§ To be done
Nothing before the line containing "Query: stone pillar" belongs in the answer; quote that line and all lines after it through the end of the material, word for word.

(Records from a point labeling set)
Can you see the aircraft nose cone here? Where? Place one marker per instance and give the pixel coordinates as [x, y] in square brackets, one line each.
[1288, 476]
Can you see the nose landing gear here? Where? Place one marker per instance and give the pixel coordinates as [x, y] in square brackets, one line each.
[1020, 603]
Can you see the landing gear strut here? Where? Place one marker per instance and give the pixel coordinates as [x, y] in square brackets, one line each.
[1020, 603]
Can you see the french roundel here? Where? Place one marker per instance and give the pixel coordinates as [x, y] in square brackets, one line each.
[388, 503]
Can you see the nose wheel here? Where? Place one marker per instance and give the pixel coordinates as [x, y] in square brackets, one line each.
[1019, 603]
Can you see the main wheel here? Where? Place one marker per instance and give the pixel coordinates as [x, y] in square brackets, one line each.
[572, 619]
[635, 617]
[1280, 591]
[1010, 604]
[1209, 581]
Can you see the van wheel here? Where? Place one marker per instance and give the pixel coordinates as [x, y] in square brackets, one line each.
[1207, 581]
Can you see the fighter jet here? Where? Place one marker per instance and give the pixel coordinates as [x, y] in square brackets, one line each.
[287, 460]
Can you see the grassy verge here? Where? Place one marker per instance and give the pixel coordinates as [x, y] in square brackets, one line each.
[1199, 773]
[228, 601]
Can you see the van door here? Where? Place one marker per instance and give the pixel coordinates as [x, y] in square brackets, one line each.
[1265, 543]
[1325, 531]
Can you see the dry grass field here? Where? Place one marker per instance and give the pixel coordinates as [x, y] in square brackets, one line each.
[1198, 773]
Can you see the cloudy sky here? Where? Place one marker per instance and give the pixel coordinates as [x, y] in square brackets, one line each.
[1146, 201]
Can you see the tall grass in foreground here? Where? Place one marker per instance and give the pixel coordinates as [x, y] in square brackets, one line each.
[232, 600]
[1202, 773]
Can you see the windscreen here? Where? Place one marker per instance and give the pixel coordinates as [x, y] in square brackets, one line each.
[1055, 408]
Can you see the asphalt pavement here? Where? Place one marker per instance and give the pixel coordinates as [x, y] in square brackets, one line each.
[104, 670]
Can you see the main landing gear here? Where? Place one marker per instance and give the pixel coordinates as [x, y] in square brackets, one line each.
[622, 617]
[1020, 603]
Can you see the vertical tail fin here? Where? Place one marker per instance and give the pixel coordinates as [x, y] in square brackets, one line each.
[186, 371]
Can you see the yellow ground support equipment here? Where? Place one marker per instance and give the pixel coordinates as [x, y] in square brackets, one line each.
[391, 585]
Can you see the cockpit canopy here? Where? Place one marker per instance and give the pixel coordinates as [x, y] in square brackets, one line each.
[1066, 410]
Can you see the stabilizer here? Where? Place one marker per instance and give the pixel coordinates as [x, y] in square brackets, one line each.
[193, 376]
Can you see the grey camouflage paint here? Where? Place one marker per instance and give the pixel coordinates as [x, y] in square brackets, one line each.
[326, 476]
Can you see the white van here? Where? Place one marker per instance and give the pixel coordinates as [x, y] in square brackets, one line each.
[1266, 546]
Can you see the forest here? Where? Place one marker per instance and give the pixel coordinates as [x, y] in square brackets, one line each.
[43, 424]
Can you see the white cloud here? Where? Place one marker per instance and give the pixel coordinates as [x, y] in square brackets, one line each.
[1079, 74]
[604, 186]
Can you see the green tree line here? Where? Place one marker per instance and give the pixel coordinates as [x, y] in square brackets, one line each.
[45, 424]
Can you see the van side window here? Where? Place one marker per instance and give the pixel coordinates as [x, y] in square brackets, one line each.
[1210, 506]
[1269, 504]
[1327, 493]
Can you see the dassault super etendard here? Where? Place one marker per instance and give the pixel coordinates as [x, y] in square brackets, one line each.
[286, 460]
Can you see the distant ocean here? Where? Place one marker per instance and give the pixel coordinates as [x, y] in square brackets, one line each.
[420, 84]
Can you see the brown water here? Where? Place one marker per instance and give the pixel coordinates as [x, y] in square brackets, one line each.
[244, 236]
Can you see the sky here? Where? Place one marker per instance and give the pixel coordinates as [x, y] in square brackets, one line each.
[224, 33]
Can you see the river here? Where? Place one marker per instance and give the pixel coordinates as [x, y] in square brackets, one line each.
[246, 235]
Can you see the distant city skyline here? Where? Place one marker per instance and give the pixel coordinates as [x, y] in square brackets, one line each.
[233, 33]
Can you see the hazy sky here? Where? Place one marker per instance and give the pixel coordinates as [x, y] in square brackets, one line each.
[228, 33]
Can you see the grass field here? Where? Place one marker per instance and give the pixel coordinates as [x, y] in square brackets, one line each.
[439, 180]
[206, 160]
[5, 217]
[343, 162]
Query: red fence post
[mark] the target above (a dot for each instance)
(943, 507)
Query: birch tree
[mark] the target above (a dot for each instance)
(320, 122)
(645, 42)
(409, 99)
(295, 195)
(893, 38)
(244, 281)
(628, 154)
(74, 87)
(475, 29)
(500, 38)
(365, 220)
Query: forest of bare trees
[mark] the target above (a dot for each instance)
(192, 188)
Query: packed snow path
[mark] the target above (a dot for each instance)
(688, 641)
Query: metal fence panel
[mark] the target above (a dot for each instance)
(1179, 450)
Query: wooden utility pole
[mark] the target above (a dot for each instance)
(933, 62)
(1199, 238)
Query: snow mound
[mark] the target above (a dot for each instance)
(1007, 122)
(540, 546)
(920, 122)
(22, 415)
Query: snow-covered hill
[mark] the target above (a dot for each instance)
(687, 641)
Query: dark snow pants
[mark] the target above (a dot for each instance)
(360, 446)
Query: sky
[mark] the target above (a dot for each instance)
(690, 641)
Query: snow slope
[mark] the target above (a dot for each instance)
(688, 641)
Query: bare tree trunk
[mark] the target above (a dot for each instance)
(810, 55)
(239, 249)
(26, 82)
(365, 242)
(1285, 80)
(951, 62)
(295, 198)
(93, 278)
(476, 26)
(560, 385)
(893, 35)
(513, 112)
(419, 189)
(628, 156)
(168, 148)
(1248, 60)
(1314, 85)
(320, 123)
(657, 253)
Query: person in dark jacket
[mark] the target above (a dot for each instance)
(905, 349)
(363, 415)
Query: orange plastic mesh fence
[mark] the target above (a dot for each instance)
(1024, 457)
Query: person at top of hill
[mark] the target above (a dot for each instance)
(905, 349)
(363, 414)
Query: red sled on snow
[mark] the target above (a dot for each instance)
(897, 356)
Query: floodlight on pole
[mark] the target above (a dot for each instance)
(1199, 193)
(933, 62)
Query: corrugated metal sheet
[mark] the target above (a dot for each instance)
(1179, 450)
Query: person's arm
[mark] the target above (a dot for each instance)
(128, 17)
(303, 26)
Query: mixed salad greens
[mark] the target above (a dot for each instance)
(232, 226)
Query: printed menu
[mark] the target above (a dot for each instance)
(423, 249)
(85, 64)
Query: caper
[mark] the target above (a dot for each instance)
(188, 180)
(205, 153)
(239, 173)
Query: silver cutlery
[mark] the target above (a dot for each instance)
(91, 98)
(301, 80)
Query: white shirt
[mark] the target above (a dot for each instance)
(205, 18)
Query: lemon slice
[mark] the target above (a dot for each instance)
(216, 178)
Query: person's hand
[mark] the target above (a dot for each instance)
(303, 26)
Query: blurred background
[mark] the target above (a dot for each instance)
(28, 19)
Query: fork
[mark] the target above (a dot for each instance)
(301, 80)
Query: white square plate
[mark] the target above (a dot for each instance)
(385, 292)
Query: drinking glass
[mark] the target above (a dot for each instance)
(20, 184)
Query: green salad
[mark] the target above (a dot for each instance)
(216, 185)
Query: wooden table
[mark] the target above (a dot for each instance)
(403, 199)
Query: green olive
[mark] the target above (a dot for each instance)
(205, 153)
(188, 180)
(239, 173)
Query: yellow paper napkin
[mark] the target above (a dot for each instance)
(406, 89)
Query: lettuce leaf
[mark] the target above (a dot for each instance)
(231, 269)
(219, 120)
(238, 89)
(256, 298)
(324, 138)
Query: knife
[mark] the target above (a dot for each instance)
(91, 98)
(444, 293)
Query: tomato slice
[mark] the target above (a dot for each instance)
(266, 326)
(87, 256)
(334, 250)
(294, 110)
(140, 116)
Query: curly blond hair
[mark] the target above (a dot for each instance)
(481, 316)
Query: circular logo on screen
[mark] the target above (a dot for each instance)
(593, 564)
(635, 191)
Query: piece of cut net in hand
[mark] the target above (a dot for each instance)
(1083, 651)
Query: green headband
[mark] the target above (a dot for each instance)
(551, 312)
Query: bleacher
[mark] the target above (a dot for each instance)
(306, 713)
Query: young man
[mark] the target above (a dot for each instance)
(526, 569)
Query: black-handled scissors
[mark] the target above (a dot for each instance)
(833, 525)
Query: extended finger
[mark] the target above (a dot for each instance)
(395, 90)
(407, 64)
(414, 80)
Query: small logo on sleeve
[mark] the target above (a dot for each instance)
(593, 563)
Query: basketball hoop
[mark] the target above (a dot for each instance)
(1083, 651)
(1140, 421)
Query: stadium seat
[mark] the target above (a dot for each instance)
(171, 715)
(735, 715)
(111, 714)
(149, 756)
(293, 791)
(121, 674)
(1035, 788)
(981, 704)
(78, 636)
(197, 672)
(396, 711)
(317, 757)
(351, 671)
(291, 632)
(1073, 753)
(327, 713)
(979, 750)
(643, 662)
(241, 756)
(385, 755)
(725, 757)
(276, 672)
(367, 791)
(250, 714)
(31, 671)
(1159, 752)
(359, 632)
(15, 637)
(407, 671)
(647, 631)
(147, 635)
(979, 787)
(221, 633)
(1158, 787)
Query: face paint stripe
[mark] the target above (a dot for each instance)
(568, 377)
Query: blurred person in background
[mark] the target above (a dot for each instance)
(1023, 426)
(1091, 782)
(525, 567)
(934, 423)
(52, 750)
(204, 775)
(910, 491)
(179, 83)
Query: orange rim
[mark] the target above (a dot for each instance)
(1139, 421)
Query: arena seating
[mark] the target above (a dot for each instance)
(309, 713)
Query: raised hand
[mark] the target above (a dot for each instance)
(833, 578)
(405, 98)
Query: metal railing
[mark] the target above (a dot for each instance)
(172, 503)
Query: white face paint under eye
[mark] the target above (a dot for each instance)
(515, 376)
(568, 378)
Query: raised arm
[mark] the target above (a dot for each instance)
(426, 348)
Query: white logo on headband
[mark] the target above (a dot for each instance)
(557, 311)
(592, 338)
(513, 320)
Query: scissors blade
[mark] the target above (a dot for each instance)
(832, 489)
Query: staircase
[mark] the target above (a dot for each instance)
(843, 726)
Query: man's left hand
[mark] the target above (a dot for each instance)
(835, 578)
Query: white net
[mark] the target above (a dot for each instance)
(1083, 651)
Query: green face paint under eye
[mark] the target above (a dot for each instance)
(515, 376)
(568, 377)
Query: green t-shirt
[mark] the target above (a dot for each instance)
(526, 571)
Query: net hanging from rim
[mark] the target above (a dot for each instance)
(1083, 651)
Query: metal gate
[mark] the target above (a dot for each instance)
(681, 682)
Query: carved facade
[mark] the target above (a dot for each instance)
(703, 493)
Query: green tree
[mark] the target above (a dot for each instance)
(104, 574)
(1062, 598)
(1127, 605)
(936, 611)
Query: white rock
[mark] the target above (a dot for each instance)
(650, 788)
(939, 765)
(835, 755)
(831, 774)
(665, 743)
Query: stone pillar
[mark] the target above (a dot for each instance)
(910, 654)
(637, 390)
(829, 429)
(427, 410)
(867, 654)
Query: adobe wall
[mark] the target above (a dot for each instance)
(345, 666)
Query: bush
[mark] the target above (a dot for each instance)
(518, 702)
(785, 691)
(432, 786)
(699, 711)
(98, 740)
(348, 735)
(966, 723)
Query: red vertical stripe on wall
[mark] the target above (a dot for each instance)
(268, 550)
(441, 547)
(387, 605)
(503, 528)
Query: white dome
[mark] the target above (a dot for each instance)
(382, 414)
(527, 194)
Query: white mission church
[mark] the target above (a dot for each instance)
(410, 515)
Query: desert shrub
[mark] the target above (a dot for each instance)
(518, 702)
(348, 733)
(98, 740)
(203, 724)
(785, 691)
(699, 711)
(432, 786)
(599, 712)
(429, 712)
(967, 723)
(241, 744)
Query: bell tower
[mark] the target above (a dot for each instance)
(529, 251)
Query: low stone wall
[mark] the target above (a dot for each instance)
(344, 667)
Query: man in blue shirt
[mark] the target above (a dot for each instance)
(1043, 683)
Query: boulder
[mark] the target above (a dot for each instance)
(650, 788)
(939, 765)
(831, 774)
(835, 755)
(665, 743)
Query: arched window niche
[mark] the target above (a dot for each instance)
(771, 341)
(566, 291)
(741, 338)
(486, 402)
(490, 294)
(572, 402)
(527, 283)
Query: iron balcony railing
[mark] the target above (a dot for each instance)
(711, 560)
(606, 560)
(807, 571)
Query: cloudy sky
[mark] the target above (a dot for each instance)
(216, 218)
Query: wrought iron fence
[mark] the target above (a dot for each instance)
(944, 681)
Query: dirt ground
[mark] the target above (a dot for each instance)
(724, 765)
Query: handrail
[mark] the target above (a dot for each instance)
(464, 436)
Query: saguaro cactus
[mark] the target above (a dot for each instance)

§ Written solution
Query: stone pillar
[mark] the target above (a dot for each instance)
(910, 654)
(637, 390)
(829, 429)
(427, 410)
(867, 654)
Query: adobe wall
[mark] the target above (a dot for each instance)
(345, 666)
Query: bush
[mark] the target above (a dot for each instance)
(518, 702)
(785, 691)
(432, 786)
(699, 711)
(98, 740)
(348, 735)
(966, 723)
Query: red vertical stripe on wall
[mark] the target above (a dot for each instance)
(268, 550)
(441, 547)
(387, 605)
(503, 528)
Query: white dome
[mark] the target above (a dot for each instance)
(382, 414)
(527, 194)
Query: white mission church
[mark] the target above (a dot for each instance)
(410, 515)
Query: desert shrub
[mark] the target above (a dot for each instance)
(518, 702)
(348, 733)
(98, 740)
(203, 724)
(785, 691)
(699, 711)
(432, 786)
(599, 712)
(429, 712)
(967, 723)
(241, 744)
Query: bell tower
[mark] the target above (a dot for each instance)
(529, 251)
Query: low stone wall
[mark] the target above (a dot for each instance)
(344, 667)
Query: man in blue shirt
[mark] the target above (a dot for each instance)
(1043, 683)
Query: boulder
[mark] the target above (a dot for each instance)
(650, 788)
(939, 765)
(831, 774)
(835, 755)
(665, 743)
Query: arched window niche
[mark] the target above (a dot for each instance)
(771, 341)
(566, 291)
(741, 338)
(486, 402)
(490, 294)
(572, 402)
(527, 283)
Query: iron balcony railing
[mark] the target above (a dot for each instance)
(711, 560)
(606, 560)
(807, 571)
Query: cloudy sky
[mark] the target above (a dot for each instance)
(216, 218)
Query: wrought iron fence
[mark] the target above (a dot for each instance)
(944, 681)
Query: dirt ground
[mark] the target above (a dot for each instance)
(724, 765)
Query: handrail
[mark] the target above (a dot for each instance)
(464, 436)
Query: saguaro cactus
[mark] the target above (a dot for each instance)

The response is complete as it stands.